### Brief
Copy out the full data exactly as given; pictures should not be included.

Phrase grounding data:
--*--

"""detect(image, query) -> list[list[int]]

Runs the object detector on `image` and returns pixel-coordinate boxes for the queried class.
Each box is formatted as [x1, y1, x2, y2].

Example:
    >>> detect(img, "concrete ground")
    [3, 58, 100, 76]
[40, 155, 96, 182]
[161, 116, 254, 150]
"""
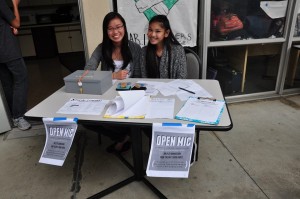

--*--

### Final answer
"""detect(image, query) -> list[list[int]]

Runs the object detector on `image` and returns pixel-coordinate boxes for the queried class.
Each box is formatted as [x1, y1, x2, y2].

Example:
    >>> detect(img, "concrete ground")
    [3, 58, 100, 76]
[40, 155, 96, 182]
[161, 116, 254, 150]
"""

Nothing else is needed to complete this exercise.